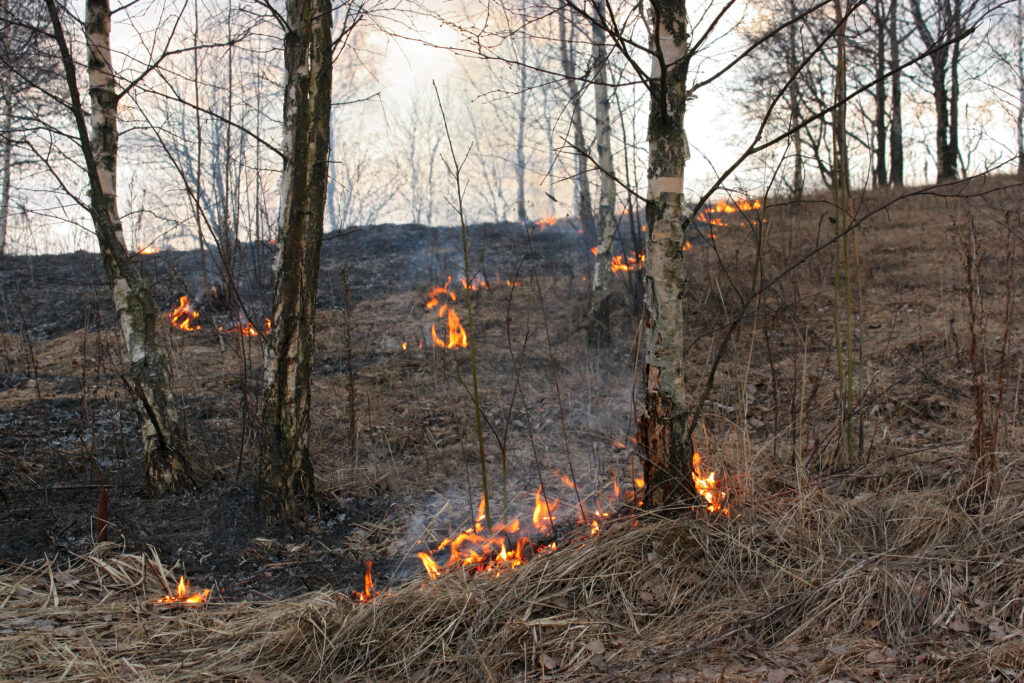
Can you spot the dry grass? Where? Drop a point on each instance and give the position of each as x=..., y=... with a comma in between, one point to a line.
x=885, y=570
x=892, y=584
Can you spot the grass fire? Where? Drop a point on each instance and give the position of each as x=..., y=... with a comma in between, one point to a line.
x=591, y=341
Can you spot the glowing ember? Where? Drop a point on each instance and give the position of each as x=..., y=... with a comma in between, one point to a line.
x=708, y=487
x=506, y=546
x=369, y=592
x=476, y=283
x=182, y=596
x=183, y=316
x=245, y=328
x=724, y=207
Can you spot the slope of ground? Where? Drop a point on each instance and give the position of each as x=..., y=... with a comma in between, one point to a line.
x=902, y=560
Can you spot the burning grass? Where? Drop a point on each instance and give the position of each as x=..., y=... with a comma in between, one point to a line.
x=886, y=585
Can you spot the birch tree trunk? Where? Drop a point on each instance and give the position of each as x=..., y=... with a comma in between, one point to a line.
x=881, y=173
x=167, y=466
x=667, y=447
x=896, y=117
x=1019, y=50
x=600, y=302
x=286, y=475
x=584, y=203
x=7, y=136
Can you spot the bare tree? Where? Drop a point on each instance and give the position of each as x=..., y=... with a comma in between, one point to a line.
x=28, y=65
x=167, y=464
x=667, y=446
x=940, y=26
x=600, y=304
x=285, y=468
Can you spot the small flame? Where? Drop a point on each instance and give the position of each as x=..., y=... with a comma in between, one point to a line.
x=623, y=264
x=369, y=592
x=245, y=328
x=543, y=512
x=183, y=315
x=708, y=487
x=428, y=563
x=183, y=596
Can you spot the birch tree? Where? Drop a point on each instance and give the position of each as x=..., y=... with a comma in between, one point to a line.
x=167, y=465
x=285, y=468
x=667, y=447
x=601, y=296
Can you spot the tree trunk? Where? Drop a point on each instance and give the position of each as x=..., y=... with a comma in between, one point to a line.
x=8, y=144
x=881, y=175
x=896, y=117
x=793, y=96
x=600, y=303
x=285, y=470
x=163, y=432
x=667, y=447
x=1019, y=47
x=520, y=145
x=584, y=202
x=941, y=97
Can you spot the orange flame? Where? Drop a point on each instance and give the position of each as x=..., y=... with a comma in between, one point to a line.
x=183, y=596
x=504, y=547
x=623, y=264
x=245, y=328
x=369, y=592
x=723, y=206
x=183, y=315
x=708, y=487
x=428, y=563
x=543, y=512
x=457, y=334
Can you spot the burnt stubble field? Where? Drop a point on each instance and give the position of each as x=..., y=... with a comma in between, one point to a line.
x=903, y=562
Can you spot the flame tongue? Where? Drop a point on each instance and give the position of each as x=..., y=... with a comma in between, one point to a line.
x=183, y=316
x=708, y=487
x=457, y=337
x=369, y=592
x=182, y=596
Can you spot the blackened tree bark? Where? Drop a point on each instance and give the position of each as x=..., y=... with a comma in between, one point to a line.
x=664, y=432
x=163, y=431
x=285, y=469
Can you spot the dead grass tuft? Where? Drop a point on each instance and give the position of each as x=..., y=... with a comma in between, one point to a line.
x=884, y=584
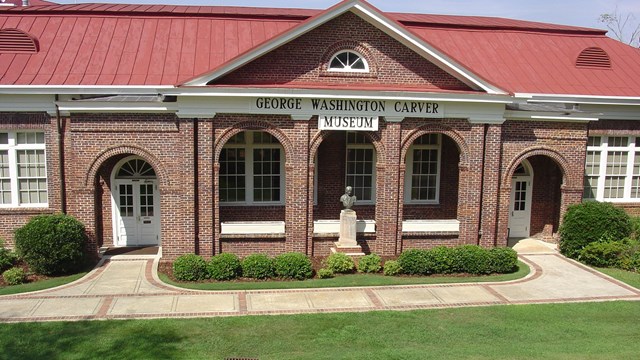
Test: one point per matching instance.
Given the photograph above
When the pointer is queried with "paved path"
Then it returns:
(125, 288)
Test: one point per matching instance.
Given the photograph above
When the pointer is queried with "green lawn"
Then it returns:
(348, 281)
(628, 277)
(40, 285)
(606, 330)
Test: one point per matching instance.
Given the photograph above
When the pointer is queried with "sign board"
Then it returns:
(351, 123)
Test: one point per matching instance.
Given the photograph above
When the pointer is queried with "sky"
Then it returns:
(567, 12)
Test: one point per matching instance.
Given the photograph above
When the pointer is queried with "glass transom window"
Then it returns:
(252, 170)
(348, 61)
(23, 172)
(612, 169)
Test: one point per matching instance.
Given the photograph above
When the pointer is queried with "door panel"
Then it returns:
(520, 207)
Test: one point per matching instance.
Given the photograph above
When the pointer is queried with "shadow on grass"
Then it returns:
(118, 339)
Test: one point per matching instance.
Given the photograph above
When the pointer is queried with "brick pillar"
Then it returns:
(387, 201)
(491, 186)
(205, 178)
(296, 191)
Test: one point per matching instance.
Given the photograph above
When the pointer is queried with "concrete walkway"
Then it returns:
(128, 287)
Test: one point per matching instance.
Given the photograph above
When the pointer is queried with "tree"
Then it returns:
(624, 27)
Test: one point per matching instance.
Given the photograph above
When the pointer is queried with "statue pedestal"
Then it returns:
(347, 242)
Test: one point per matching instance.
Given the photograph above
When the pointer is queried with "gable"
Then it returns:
(304, 61)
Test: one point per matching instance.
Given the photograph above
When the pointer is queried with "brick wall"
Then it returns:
(305, 60)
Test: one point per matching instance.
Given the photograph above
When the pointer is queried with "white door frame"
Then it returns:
(115, 206)
(521, 218)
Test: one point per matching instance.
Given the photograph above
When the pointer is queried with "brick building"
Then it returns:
(222, 129)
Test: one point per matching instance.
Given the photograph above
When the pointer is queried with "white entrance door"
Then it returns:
(520, 206)
(136, 212)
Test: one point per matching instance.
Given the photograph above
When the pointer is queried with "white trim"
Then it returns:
(375, 18)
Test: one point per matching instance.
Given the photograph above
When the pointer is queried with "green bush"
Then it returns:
(14, 276)
(7, 258)
(371, 263)
(325, 273)
(225, 266)
(340, 263)
(293, 266)
(590, 222)
(472, 259)
(392, 268)
(52, 244)
(257, 266)
(190, 267)
(603, 254)
(443, 260)
(416, 262)
(503, 260)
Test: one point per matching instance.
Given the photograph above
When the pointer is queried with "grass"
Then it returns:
(606, 330)
(40, 285)
(347, 281)
(627, 277)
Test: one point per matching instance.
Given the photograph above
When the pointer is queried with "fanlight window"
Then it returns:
(348, 61)
(136, 168)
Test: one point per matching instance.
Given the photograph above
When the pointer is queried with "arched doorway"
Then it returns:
(520, 201)
(135, 203)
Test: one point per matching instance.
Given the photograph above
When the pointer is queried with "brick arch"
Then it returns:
(161, 174)
(362, 48)
(375, 139)
(255, 125)
(463, 148)
(560, 160)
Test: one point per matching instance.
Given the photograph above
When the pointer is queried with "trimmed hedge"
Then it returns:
(7, 258)
(471, 259)
(591, 222)
(225, 266)
(340, 263)
(52, 244)
(371, 263)
(257, 266)
(190, 267)
(293, 266)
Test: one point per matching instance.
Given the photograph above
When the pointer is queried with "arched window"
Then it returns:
(136, 169)
(348, 61)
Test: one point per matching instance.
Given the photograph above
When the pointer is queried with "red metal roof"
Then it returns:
(111, 44)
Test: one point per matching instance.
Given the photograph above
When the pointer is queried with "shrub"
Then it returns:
(293, 266)
(189, 267)
(14, 276)
(503, 260)
(257, 266)
(589, 222)
(443, 260)
(52, 244)
(472, 259)
(416, 262)
(603, 254)
(325, 273)
(340, 263)
(225, 266)
(371, 263)
(7, 257)
(392, 268)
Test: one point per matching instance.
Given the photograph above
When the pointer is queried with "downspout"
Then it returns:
(63, 182)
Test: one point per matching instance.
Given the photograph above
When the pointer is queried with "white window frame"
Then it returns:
(604, 149)
(12, 148)
(249, 146)
(408, 178)
(374, 161)
(348, 69)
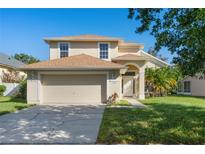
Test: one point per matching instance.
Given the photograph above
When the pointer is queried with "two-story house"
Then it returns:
(87, 69)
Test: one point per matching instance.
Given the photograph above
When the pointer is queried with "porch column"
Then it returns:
(141, 84)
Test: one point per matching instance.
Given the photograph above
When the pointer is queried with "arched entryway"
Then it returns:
(130, 81)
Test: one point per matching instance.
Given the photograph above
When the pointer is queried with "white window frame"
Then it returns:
(59, 48)
(185, 92)
(108, 50)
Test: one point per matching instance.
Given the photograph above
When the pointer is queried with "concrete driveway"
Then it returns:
(51, 125)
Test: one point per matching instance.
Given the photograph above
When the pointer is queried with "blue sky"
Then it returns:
(23, 30)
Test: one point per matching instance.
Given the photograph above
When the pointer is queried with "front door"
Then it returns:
(128, 85)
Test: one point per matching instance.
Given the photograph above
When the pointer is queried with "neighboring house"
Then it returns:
(194, 86)
(87, 69)
(8, 63)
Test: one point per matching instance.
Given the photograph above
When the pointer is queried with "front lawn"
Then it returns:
(166, 120)
(9, 104)
(121, 103)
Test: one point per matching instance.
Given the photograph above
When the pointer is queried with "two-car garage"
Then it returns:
(73, 88)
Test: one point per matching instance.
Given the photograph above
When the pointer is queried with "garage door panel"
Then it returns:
(74, 89)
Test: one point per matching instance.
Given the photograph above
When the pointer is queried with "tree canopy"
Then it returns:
(182, 31)
(161, 81)
(27, 59)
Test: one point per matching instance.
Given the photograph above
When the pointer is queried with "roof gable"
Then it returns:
(82, 38)
(8, 61)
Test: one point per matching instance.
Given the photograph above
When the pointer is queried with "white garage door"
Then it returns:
(74, 89)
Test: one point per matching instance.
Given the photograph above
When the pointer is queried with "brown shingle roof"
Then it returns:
(83, 38)
(77, 62)
(129, 57)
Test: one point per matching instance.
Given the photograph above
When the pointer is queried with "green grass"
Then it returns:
(121, 103)
(9, 104)
(166, 120)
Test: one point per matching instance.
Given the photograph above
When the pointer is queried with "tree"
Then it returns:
(160, 81)
(155, 53)
(27, 59)
(180, 30)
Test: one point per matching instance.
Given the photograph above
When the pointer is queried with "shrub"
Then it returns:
(23, 90)
(113, 98)
(2, 89)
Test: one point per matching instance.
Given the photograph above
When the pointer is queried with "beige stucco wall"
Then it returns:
(89, 48)
(33, 88)
(34, 83)
(114, 83)
(126, 49)
(150, 64)
(197, 86)
(5, 69)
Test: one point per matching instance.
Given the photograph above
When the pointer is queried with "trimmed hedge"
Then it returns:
(2, 89)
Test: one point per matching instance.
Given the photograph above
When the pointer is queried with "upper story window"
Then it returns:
(104, 47)
(187, 86)
(179, 87)
(64, 49)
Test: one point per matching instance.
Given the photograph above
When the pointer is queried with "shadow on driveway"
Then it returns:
(51, 125)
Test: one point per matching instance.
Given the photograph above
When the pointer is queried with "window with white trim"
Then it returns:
(64, 49)
(179, 88)
(104, 47)
(187, 86)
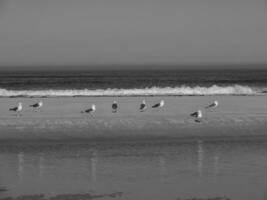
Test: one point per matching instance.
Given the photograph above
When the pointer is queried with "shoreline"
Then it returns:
(60, 118)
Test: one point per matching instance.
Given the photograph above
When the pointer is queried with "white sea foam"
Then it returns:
(153, 91)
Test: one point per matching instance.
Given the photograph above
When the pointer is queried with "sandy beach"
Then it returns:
(61, 118)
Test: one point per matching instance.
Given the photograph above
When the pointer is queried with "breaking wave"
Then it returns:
(153, 91)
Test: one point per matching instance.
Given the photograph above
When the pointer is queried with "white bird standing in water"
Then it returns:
(198, 115)
(37, 105)
(17, 109)
(142, 106)
(213, 105)
(114, 106)
(90, 110)
(159, 105)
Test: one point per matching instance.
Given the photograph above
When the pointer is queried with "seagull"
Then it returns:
(198, 115)
(90, 110)
(142, 106)
(213, 105)
(114, 106)
(159, 105)
(17, 108)
(37, 105)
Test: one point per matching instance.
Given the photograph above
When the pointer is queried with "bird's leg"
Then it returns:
(197, 120)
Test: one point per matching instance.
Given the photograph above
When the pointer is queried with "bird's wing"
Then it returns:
(156, 105)
(193, 114)
(142, 106)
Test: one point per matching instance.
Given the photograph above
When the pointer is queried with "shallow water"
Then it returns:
(169, 169)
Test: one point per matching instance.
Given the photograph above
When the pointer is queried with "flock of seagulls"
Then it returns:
(143, 106)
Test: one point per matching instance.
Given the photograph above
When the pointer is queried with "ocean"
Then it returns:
(132, 83)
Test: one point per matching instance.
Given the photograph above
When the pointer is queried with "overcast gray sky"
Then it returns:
(103, 32)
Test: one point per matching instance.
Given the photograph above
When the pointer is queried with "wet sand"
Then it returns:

What the task asks: Among the lines of the material, find those that hold the word "arched" and copy them.

Result of this task:
When the pointer is queried with "arched doorway"
When the pointer is queried with "arched window"
When the pointer is queried with "arched entryway"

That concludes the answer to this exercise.